* **TASK OBJECTIVE**:
The required answer is a copy of each line in the entries below that includes "blue".

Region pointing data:
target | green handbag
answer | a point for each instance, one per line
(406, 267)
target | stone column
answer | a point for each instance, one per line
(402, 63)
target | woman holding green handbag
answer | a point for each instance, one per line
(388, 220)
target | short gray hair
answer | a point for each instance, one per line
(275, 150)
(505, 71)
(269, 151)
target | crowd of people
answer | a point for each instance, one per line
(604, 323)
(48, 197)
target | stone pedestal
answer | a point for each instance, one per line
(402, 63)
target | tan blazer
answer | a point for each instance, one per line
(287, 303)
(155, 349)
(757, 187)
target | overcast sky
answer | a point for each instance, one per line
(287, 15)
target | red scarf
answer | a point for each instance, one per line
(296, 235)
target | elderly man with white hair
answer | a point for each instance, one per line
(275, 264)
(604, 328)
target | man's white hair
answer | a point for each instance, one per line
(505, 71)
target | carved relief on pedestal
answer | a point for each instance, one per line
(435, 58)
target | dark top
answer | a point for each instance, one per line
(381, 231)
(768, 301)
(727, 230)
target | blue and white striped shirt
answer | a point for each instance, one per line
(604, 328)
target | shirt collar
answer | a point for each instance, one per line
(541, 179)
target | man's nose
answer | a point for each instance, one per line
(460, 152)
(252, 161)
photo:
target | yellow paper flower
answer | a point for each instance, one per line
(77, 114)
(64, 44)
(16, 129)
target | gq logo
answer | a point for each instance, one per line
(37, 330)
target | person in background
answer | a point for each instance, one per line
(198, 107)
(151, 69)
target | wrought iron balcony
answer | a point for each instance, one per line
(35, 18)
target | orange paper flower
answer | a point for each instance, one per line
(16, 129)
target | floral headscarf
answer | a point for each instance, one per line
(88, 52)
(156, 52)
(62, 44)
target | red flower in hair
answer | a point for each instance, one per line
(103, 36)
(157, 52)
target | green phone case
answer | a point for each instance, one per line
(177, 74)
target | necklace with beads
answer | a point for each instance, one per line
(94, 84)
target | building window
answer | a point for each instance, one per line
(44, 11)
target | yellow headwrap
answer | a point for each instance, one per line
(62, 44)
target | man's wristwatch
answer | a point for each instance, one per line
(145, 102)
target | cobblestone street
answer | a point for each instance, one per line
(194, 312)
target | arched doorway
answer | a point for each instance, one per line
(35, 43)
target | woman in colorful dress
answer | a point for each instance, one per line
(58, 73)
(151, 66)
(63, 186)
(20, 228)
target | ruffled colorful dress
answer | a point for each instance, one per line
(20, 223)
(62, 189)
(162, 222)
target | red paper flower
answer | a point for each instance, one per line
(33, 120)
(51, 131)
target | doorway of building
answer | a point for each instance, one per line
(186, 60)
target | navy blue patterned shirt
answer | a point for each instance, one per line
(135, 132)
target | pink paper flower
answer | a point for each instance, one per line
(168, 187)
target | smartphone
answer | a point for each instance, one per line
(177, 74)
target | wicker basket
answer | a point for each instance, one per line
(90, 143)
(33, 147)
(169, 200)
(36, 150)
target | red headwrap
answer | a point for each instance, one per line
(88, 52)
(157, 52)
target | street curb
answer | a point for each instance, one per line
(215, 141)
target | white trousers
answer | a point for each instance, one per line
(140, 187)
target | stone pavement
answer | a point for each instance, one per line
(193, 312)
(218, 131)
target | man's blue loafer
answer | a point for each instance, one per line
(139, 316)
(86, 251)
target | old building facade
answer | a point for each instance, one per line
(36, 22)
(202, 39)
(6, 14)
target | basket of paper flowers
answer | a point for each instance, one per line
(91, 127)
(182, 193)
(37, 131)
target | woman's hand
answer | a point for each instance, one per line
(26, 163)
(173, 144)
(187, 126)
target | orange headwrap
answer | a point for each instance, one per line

* **RESPONSE AREA**:
target | blue and white striped shirt
target | navy blue patterned shirt
target | man's blue loafer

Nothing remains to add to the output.